**EXTRAIT DU DOCUMENT**
· · · · ·

Après avoir lu, dans le numéro d'avril du Chasseur
Français, vos considérations, à la fois plaisantes et sévères, à propos du
tourisme à bicyclette, je me crois autorisé de penser que la trop fameuse « noble
conquête de l'homme » ! n'a pas fait la vôtre, ce pourquoi vous la
traitez de « carcan ».
Je pense aussi que vous auriez dû persévérer dans votre
intention première — ne dit-on pas qu'il faut toujours se méfier de son
premier mouvement, parce qu'il est souvent le bon ? — pour la
rédaction de votre papier, qui n'eût pas rencontré moins de lecteurs amusés,
auxquels je prends la liberté d'apporter un supplément d'information.
Et je ne le ferai pas seulement quant au fond ... de la
peau de chamois que vous avez évoquée, mais au nom d'une complète « vieille
culotte de peau », qui fut, en des temps déjà trop lointains, férue de
tous les sports, et de l'équitation en particulier.
Je n'ai pas eu occasion de lire, et je le regrette, le récit
de la randonnée cavalière au sujet de laquelle vous laissez entendre, ou
presque, que ceux qui y ont participé, dames et messieurs, ont chevauché à la
manière des quatre fils Aymon, montant ensemble leur légendaire palefroi
Bayard. Cela eût été vraiment monumental en fait de sport hippique, sport au
ralenti, peu pratique pour le tourisme, et contre lequel « la ligue pour
la protection du cheval » n'aurait pas manqué de protester.
Mais mon propos vise plus loin que ce fait particulier et a
l'ambition de plaider devant vous, fervent de la bicyclette, la cause du
cheval, l'agrément et les avantages de l'équitation, sinon la grande attraction
des différentes compétitions du sport hippique.

· · · · ·

**DONNÉES ENREGISTRÉES**
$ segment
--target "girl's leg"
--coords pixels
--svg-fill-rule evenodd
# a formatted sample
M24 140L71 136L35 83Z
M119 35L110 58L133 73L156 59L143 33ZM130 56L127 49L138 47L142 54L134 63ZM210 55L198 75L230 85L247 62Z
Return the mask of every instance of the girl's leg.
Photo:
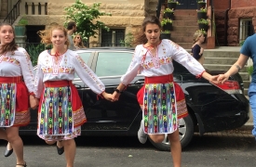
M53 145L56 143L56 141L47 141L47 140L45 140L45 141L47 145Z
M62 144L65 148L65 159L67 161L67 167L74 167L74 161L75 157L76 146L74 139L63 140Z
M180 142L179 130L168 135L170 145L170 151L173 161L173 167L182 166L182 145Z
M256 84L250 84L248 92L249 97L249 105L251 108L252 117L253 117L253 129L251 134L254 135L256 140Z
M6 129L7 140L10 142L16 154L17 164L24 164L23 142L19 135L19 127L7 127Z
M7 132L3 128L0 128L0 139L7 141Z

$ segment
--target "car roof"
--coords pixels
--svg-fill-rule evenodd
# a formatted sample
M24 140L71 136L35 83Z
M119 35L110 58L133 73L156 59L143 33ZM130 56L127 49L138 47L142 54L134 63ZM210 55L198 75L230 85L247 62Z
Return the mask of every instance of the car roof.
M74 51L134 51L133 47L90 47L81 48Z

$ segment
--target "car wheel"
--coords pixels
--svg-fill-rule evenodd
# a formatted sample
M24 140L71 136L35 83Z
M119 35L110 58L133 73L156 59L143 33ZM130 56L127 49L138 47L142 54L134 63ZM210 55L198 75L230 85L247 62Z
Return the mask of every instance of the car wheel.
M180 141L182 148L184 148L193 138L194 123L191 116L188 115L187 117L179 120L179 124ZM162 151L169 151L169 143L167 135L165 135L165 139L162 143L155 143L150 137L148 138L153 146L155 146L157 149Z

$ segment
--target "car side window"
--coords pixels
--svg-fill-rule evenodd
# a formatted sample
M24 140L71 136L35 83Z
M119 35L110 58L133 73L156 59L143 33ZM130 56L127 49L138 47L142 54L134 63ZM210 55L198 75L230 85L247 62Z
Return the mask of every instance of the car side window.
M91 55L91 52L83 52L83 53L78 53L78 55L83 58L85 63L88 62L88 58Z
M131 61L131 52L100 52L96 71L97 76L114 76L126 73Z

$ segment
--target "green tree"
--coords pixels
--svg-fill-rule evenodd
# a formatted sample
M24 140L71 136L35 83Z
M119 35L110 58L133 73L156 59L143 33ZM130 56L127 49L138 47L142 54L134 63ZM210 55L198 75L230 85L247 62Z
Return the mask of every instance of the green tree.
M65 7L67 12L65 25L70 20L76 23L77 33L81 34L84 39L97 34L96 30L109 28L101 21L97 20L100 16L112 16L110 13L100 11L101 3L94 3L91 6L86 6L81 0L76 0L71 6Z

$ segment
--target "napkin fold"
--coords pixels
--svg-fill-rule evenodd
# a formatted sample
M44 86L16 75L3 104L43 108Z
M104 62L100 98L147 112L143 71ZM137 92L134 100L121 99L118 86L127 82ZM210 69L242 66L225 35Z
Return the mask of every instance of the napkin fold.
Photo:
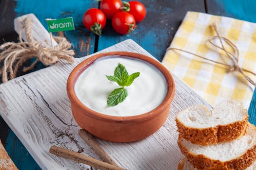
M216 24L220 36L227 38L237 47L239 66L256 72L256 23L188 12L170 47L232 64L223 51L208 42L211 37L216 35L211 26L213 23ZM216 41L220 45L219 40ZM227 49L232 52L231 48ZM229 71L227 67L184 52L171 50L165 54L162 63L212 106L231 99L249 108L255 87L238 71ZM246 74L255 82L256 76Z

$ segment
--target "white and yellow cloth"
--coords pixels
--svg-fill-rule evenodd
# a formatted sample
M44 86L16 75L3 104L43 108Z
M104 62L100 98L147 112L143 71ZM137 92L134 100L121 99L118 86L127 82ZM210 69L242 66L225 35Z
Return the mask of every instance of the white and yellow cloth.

· · · · ·

**ÉNONCÉ DU PROBLÈME**
Poursuivez le plaidoyer pour l'équitation reproduit plus haut, en reprenant juste après sa dernière phrase.

**RÉPONSE RÉDIGÉE**
Je vous accorde bien volontiers que le tourisme à bicyclette
est d'une réalisation beaucoup plus facile et aussi, généralement, plus
économique que le tourisme à cheval, mais il ne m'apparaît pas qu'il y ait de
commune mesure entre ces deux sports aussi différents entre eux que le sont la
machine inerte constituée par le « vélo » le plus perfectionné et la
machine vivante que représente un cheval avec son instinct, sa volonté, sa
force, son endurance, voire même son courage, et encore d'autres qualités à la
disposition de qui sait les utiliser. C'est ce qu'on a pu voir, au cours des
plus récentes manifestations du tourisme hippique, durant les randonnées de
Paris-Mayenne, Paris-Le Touquet, Paris-Souzay (près de Tours), Souzay-Fontainebleau,
et des séjours de camping, où il y eut là aussi plus de cavaliers que de
chevaux disponibles.
C'est pourquoi le sport hippique a contre lui un préjugé
défavorable qui le fait considérer comme un sport de luxe, réservé à une
aristocratie pouvant dépenser sans compter et disposer du personnel
indispensable pour les soins des chevaux. Autant qu'il en peut rester, car
certains assurent que l'espèce chevaline est en voie de disparition et que ses
derniers représentants ne peuvent plus espérer d'autre utilisation que
l'approvisionnement des boucheries hippophagiques.
Or, si paradoxale que la chose puisse paraître en nos temps
de motorisation et de mécanisation à outrance, la cause du cheval n'est pas
aussi désespérée qu'on le dit souvent, et la pratique du sport hippique peut et
a déjà pu lui apporter d'appréciables concours et encouragements, au grand
profit de notre économie nationale.
Peut-être serez-vous surpris d'apprendre que, malgré la
crise indiscutable de l'élevage hippique, la dernière statistique, à la date du
1er octobre 1949, accuse un effectif de 2.414.000 chevaux,
alors qu'il n'en existait que 2.407.000 en 1947, mais contre 2.692.000 en 1938.
D'autre part, il ressort que l'effectif des chevaux de selle dans le seul
département de la Seine a doublé depuis la guerre du fait de l'augmentation
constante des sociétés hippiques, urbaines et rurales, dont le but est de
permettre à des jeunes gens de condition moyenne et modeste de monter à cheval
autant qu'ils le désirent pour leur plaisir et pour leur santé.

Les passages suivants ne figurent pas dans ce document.